RECORDS PROVIDED:
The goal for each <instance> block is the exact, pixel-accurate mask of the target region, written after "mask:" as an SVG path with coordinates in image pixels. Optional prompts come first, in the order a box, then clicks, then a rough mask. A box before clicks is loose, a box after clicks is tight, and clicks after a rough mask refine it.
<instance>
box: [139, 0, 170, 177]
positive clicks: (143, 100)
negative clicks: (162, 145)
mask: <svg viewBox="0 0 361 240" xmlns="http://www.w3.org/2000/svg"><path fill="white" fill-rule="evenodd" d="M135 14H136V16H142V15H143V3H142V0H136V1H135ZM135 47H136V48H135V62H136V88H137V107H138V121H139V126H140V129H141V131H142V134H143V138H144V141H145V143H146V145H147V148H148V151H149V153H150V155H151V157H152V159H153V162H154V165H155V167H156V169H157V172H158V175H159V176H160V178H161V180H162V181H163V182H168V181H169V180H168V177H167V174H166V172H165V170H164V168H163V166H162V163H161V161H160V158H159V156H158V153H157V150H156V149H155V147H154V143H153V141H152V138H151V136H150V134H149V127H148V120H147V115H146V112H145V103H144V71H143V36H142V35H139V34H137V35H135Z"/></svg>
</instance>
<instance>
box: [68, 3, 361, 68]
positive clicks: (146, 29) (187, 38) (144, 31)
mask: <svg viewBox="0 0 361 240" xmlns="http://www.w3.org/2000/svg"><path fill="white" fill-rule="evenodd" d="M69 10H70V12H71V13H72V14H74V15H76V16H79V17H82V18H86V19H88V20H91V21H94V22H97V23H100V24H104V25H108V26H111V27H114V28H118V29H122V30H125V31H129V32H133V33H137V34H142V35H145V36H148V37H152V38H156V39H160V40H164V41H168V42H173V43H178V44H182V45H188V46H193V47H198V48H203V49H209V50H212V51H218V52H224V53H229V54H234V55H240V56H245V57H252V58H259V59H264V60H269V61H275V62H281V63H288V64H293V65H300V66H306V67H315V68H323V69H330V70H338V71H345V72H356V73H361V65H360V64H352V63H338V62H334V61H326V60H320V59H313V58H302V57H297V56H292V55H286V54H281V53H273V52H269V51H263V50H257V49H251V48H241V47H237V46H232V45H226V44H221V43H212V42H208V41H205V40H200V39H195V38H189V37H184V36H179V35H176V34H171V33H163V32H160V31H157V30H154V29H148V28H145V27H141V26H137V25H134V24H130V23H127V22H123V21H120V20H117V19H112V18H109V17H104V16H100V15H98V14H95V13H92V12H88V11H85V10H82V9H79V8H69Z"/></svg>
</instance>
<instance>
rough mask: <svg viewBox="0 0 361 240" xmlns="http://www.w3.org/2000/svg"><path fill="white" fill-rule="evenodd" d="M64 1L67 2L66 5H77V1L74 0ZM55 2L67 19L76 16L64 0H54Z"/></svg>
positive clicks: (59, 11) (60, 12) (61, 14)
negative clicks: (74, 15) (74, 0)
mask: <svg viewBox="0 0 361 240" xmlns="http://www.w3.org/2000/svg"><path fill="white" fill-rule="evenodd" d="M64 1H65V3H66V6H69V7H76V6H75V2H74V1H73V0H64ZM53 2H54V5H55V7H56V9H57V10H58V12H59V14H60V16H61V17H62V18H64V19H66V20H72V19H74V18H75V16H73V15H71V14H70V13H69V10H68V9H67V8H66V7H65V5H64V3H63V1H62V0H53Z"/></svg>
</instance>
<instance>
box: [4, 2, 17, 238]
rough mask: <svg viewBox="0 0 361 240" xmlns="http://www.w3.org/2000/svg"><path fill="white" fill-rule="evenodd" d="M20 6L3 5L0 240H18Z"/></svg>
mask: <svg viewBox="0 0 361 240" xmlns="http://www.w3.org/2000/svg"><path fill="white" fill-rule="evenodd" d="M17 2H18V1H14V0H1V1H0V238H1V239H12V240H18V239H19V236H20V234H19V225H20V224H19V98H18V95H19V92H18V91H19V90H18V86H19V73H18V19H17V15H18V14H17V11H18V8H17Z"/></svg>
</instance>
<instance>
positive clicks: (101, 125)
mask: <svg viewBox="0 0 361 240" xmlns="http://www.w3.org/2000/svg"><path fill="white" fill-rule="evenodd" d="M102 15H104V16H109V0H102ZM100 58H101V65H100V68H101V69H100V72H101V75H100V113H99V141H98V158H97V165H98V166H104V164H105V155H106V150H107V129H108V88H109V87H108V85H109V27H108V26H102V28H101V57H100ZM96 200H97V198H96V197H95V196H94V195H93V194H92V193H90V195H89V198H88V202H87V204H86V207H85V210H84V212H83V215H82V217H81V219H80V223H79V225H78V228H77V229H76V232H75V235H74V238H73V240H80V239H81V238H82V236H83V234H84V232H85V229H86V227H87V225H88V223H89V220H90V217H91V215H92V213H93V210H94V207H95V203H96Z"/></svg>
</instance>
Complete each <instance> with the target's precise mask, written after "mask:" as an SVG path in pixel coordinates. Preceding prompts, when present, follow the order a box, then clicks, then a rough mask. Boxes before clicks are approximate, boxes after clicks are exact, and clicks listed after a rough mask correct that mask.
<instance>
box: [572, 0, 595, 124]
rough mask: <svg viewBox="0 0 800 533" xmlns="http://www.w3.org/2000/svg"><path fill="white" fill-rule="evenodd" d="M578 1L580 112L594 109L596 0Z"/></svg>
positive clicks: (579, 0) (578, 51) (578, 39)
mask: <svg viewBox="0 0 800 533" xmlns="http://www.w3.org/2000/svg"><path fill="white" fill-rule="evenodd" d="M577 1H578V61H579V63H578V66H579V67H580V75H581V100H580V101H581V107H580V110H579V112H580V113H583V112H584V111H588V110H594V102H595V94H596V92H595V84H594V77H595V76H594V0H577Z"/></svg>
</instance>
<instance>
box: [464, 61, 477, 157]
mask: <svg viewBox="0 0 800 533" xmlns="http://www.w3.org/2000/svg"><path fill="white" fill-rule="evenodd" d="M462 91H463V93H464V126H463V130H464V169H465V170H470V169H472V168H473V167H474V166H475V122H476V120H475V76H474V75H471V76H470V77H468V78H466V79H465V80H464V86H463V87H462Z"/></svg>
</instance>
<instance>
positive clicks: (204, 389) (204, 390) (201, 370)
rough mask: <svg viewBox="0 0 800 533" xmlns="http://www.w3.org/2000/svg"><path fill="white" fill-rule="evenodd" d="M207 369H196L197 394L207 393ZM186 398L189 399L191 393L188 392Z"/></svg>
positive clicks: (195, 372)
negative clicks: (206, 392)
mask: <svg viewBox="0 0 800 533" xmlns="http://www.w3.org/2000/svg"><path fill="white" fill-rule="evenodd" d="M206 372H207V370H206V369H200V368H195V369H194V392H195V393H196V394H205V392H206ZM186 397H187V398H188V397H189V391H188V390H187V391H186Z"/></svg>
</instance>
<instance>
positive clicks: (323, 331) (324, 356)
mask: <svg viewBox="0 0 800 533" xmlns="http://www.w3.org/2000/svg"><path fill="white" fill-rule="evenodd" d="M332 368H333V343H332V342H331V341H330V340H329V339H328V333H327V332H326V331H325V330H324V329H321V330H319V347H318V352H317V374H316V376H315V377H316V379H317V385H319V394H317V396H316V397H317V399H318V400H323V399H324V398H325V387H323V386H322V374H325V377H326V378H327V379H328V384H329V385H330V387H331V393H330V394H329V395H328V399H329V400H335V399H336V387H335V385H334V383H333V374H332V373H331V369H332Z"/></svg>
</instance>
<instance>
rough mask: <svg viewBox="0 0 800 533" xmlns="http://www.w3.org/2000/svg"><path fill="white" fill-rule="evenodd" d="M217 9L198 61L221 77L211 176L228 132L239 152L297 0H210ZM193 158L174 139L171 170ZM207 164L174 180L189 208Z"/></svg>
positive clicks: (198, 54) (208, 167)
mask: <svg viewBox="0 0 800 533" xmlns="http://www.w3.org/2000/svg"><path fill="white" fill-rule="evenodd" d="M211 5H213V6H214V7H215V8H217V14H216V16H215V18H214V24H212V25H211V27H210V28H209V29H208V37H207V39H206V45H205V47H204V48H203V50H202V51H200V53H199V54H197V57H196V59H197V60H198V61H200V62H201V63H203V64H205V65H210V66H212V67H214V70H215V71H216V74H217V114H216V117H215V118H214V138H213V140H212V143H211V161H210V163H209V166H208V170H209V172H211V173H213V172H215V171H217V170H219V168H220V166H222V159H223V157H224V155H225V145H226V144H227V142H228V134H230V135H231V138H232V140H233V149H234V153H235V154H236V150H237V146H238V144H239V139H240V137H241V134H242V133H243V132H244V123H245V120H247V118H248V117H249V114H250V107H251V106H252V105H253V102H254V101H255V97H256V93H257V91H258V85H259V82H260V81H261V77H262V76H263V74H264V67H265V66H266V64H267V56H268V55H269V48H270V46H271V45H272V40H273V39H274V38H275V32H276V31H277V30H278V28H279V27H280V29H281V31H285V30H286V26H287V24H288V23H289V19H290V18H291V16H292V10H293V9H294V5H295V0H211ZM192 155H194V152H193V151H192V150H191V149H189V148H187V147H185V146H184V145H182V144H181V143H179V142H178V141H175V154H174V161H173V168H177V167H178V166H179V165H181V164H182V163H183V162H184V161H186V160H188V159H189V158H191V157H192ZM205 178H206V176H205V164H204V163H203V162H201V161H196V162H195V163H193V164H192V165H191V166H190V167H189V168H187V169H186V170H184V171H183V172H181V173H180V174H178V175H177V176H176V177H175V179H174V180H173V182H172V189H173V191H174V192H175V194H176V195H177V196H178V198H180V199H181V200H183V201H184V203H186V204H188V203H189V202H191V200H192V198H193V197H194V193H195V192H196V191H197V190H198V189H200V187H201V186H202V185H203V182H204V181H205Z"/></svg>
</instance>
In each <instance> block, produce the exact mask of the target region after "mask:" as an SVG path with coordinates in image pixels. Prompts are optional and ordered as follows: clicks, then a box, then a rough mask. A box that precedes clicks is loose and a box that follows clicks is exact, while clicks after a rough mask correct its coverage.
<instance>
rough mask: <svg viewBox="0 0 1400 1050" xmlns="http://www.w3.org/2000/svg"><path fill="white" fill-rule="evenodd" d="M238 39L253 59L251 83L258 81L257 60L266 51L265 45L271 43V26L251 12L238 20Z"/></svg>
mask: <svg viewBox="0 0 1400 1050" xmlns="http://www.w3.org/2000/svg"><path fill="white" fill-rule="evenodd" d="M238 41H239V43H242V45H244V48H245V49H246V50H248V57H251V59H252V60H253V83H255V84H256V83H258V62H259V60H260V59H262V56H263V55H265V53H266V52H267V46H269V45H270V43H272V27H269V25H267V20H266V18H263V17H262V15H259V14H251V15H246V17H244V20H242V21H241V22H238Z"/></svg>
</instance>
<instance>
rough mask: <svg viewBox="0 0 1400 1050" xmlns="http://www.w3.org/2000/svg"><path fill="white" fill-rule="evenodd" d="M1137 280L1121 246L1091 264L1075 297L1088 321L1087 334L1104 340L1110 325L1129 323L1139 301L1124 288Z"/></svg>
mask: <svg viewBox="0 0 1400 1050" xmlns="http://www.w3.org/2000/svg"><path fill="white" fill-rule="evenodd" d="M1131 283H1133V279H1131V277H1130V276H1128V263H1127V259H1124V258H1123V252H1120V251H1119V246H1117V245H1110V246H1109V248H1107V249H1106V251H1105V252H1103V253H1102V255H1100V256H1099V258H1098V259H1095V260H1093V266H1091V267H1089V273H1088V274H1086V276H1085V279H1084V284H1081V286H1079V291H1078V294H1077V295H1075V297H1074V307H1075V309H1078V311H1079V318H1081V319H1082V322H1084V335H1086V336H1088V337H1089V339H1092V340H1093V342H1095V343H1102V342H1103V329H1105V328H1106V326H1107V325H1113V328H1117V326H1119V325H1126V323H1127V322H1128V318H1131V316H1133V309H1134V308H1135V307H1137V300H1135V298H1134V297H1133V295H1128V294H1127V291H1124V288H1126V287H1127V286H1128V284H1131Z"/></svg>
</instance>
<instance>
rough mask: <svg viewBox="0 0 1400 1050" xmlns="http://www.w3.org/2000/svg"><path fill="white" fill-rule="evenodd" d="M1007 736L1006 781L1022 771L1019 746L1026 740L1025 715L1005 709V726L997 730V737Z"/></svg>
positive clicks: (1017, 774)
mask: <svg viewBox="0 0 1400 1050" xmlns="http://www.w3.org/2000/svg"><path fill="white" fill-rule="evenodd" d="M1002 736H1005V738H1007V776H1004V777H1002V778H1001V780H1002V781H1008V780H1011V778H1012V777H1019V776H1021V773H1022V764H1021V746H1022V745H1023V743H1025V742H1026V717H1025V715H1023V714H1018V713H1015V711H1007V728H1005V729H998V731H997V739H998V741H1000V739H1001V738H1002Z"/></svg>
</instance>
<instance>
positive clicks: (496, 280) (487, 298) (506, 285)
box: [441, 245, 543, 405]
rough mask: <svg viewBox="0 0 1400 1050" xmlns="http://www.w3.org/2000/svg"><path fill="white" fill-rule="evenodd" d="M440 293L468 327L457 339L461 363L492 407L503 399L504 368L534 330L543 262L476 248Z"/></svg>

TASK REQUIREMENTS:
Reproduce, word for word, the stretch of the items from their very beginning through the line containing "negative clicks: (162, 145)", with that line included.

RESULT FOR THIS EXERCISE:
The goal for each <instance> block is the exact, pixel-accurate mask of the target region, written after "mask:" as an SVG path with coordinates in image pixels. Optional prompts come first, in the order a box, then clicks, then a rough mask. A box before clicks is loose, a box after clicks is tight, and clicks after a rough mask refine it.
<instance>
box: [139, 0, 170, 177]
positive clicks: (143, 100)
negative clicks: (162, 145)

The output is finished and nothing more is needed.